» PARTIES DE L'EXERCICE
a) Dans le texte sur le Fonds européen de la défense, résumez plus brièvement, s'il vous plaît, le paragraphe qui commence par « Les choix en matière d'armement ». Gardez-en les faits principaux.
b) Prolongez le texte sur le Fonds européen de la défense à partir de sa dernière phrase.

» TEXTE FOURNI
------------------------------------------------------------
Le contexte de la guerre en Ukraine nous enjoint à faire preuve de solidarité et de coopération dans le domaine militaire. Néanmoins, les récents déboires qu'a rencontré l'industrie militaire française face à la Commission européenne ne nous encouragent pas dans cette voie. Le Fonds européen de la défense a en effet délibérément ignoré les consortiums français, plus avancés technologiquement, comme cela a pu être le cas pour le programme EU HYDEF. L'entreprise MBDA avait été désignée coordinatrice du projet TWISTER en 2019, lequel vise à mettre en place un système anti-missiles reposant notamment sur un intercepteur endo-atmosphérique. MBDA a des compétences uniques en Europe dans le domaine de l'hypersonique.
Pourtant la Commission a décidé de lancer un projet similaire, nommé HYDEF, sans choisir MBDA mais le groupe espagnol SENER Aerospace, dont les compétences en matière de missiles hypersoniques ne sont pas prouvées. Un tel revirement témoigne de la volonté d'acheter des armes « sur étagère », qui s'avéreront in fine être américaines ou israéliennes, pour des raisons techniques de compatibilité inter-armées.
Les choix en matière d'armement et d'industrie dans le cadre d'une Europe de la défense pénalisent les industries françaises, pourtant à la pointe du progrès en termes d'armement. Notre part financière au sein des programmes du Fonds européen de la défense n'est que de 18 %, ce qui correspond exactement à notre contribution aux finances de l'Union, et ce alors que nous avons l'une des industries technologiques les plus avancées dans le domaine militaire.
------------------------------------------------------------
» LIGNES AFFICHÉES
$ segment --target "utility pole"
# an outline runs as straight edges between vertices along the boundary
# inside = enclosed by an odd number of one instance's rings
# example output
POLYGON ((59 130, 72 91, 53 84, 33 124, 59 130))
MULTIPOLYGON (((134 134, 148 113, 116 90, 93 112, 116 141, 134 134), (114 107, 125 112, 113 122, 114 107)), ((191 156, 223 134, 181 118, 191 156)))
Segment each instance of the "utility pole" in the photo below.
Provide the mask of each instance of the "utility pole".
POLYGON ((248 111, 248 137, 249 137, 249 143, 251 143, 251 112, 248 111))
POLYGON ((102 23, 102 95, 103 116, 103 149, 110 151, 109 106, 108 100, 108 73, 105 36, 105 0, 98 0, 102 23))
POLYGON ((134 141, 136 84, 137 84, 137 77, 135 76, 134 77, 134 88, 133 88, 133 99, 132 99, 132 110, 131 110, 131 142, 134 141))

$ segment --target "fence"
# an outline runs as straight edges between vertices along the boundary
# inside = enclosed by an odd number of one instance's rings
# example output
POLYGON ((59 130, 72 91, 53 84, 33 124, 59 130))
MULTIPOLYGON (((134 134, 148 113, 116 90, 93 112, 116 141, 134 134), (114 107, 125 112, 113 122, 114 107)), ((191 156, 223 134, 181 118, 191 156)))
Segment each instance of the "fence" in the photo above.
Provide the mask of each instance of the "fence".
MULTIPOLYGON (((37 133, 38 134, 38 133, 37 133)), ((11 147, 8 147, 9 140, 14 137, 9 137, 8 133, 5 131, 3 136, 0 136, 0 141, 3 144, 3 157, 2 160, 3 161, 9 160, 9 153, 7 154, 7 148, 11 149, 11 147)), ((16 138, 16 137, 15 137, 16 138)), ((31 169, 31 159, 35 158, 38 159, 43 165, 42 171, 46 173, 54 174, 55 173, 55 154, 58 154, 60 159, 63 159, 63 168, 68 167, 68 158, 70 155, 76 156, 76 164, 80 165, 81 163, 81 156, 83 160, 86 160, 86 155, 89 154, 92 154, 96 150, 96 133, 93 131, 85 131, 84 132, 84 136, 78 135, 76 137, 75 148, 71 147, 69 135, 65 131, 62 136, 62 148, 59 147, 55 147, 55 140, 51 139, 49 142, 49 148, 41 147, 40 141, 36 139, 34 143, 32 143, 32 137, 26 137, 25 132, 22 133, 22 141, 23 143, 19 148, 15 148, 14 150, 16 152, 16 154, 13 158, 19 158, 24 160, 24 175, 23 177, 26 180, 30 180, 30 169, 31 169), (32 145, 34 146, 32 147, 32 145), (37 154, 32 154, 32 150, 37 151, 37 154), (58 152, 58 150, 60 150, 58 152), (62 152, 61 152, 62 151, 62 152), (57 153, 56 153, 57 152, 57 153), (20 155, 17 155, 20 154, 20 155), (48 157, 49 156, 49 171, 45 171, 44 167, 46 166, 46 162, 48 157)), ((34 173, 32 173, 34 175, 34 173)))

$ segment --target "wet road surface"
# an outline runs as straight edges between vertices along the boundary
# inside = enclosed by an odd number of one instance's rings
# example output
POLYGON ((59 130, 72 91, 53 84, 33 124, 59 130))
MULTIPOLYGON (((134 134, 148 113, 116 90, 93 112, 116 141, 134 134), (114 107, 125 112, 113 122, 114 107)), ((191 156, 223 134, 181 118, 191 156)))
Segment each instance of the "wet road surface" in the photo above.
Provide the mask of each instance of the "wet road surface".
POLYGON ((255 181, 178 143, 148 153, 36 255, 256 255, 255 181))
------------------------------------------------------------
» RÉPONSES PAR CONSIGNE
a) Les choix d'armement et d'industrie faits pour l'Europe de la défense pénalisent les industries françaises, pourtant à la pointe. Notre part financière dans les programmes du Fonds européen de la défense se limite à 18 %, soit exactement notre contribution aux finances de l'Union. Nous avons pourtant l'une des industries technologiques militaires les plus avancées.

b)
Le but de ce fonds est-il de favoriser les entreprises européennes qui ont du succès ou bien de soutenir celles qui ont du retard ? Nous ne sommes pas opposés au soutien des entreprises européennes qui ont du retard, dès lors que ces décisions ne nous conduisent pas à acheter de l'armement hors de l'Union.
Il est nécessaire de défendre une souveraineté militaire et de protéger nos industries en matière d'armement, sans être fermés à la coopération militaire. Dès lors, que penser de la volonté, en Allemagne, du secrétaire d'État auprès du ministre de l'Économie et du Climat de modifier la loi sur l'exportation (REKG) ? Cela pourrait priver la France de ses capacités d'exportation dans le cadre des programmes de coopération industrielle. Comment concilier les politiques intérieures et la promotion des industries européennes ?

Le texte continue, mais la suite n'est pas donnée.